- Text provided
The sub-study took patient data from PLATO and used it to work out event rates and thus ultimately a cost-per-quality adjusted life year (QALY) for the drug for one year, using Swedish health care costs. Since PLATO had shown a reduced rate of MI, stroke or death from vascular causes, without a significant increase in the rate of overall bleeding, relative to Plavix, the theoretical health care bill was lower. The study then used "necessary assumptions and external data sources" to extrapolate longer-term QALY data, according to a description in the International Society for Pharmacoeconomics and Outcomes Research's Value in Health journal.
The result: Brilinta's cost-per-QALY was in the €2,350-€5,700 range, making it look rather cheap against the backdrop of an informal €25,000-€38,000 cost-per-QALY threshold applied by watchdogs like NICE in England.
One of the professors behind the study described this result as "particularly impressive". Whether or not Europe's most important payers agree is still unclear. AZ concurrently announced that Scotland and Denmark had agreed to reimburse Brilique, but these tiny nations alone won't move the needle for the Big Pharma.

- The task
Continue the passage about the Brilinta cost-per-QALY study from the point where it stops.

(Referring expression data based on photos)
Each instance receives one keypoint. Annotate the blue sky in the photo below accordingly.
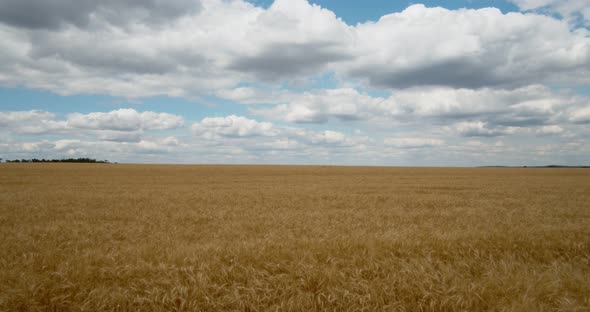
(434, 83)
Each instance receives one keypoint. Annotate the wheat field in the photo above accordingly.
(111, 237)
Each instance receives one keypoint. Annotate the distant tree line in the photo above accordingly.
(69, 160)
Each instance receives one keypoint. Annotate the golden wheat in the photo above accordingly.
(258, 238)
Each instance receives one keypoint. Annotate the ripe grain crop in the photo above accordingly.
(287, 238)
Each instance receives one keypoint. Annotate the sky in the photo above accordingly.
(331, 82)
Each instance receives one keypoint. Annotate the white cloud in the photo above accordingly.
(232, 126)
(550, 130)
(571, 10)
(213, 49)
(479, 129)
(123, 125)
(125, 120)
(413, 142)
(523, 107)
(322, 105)
(30, 122)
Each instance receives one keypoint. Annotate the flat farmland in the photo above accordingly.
(293, 238)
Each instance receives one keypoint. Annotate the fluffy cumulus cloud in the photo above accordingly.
(527, 106)
(573, 11)
(415, 83)
(232, 126)
(82, 13)
(206, 47)
(125, 120)
(117, 125)
(413, 142)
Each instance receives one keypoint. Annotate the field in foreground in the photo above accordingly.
(148, 237)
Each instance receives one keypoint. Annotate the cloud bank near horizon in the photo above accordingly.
(427, 85)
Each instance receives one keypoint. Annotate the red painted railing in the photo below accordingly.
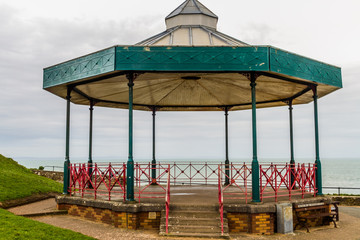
(98, 180)
(221, 200)
(149, 187)
(167, 201)
(239, 180)
(192, 173)
(286, 180)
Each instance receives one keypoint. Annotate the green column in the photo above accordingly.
(90, 139)
(317, 148)
(130, 163)
(255, 164)
(292, 158)
(67, 144)
(153, 170)
(227, 170)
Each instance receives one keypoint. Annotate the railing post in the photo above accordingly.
(90, 162)
(255, 164)
(292, 158)
(317, 148)
(227, 171)
(67, 144)
(130, 163)
(153, 171)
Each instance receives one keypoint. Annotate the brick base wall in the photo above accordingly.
(258, 223)
(314, 221)
(139, 220)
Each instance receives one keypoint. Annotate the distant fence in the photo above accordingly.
(342, 188)
(54, 168)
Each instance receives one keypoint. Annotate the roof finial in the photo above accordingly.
(191, 12)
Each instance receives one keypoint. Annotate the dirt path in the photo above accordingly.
(348, 229)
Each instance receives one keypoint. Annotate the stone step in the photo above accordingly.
(193, 229)
(194, 214)
(194, 221)
(192, 207)
(188, 220)
(198, 235)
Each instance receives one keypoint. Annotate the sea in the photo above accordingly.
(339, 175)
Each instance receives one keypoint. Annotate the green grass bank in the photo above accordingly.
(15, 227)
(19, 182)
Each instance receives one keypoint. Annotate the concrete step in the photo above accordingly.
(192, 207)
(193, 229)
(198, 235)
(194, 221)
(195, 214)
(189, 220)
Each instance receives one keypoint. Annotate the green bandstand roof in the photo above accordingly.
(193, 78)
(191, 67)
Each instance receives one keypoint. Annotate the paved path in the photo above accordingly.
(352, 211)
(44, 206)
(348, 226)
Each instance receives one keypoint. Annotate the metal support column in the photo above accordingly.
(255, 164)
(130, 163)
(227, 170)
(292, 158)
(317, 148)
(67, 144)
(153, 167)
(90, 162)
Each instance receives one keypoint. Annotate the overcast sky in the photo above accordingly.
(38, 33)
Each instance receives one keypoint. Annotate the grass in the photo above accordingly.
(15, 227)
(19, 182)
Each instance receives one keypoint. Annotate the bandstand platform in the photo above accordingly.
(191, 66)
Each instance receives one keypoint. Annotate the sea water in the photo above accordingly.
(343, 173)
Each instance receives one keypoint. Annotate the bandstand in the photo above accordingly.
(190, 67)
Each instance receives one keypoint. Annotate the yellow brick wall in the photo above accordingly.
(314, 221)
(260, 223)
(238, 222)
(139, 220)
(263, 223)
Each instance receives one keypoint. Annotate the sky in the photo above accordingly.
(37, 34)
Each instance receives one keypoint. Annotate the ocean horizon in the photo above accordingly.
(343, 173)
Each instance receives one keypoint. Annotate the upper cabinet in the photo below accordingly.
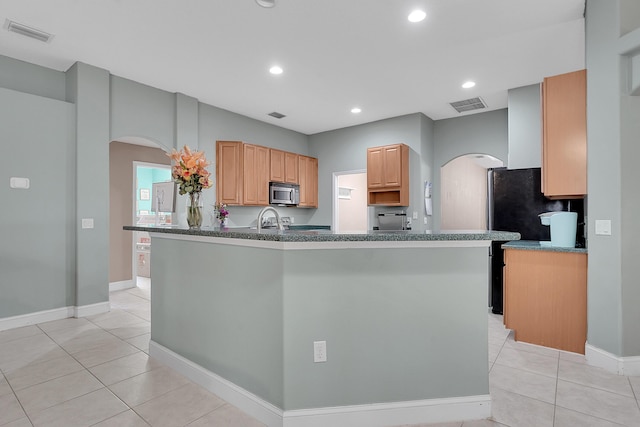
(229, 170)
(256, 175)
(308, 175)
(564, 148)
(283, 167)
(388, 175)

- Exercise answer
Decisions from Europe's biggest markets will. But France's health technology assessor has already requested further data, notably from AZ's response to FDA's complete response letter, delaying its decision (AZ withdrew its submission as a result, but plans to re-submit within months). Cost-effectiveness assessments in the UK and Germany are due to report later this year.
It's unlikely that this particular sub-study will sway NICE's decision. That agency often questions manufacturers' assumptions and models in their cost-effectiveness analyses; like many US payers, it's (probably rightly) skeptical of pharma-sponsored studies. Even the Scottish Medicines Consortium's approval document from April notes that "the manufacturer may have underestimated the potential uptake of this product" in its calculations of the impact of Brilique on the Scots' drug budget.
Meanwhile Germany has one of the highest generic usage rates in Europe and is notoriously harsh in its judgment of what constitutes innovation (and thus warrants a premium price). But it will at least appreciate that AstraZeneca bravely pitted Brilique head-to-head against the relevant competitor in its Phase III trials, rather than trying to get away with a placebo-controlled trial. Indeed, Germany now requires head-to-head trials with existing therapies before it will grant reimbursement at a premium relative to existing treatments.
As such, Gunnar Olssen, head of AZ's CV/GI iMed, reckons the company couldn't have done a lot more to prove Brilique's superiority, and thus its value to patients. "I don't believe in this case we should have done anything differently," he said. "The drug led to a statistically significant reduction in cardiovascular mortality."
At what price, that reduction, though? That's what the payers are asking.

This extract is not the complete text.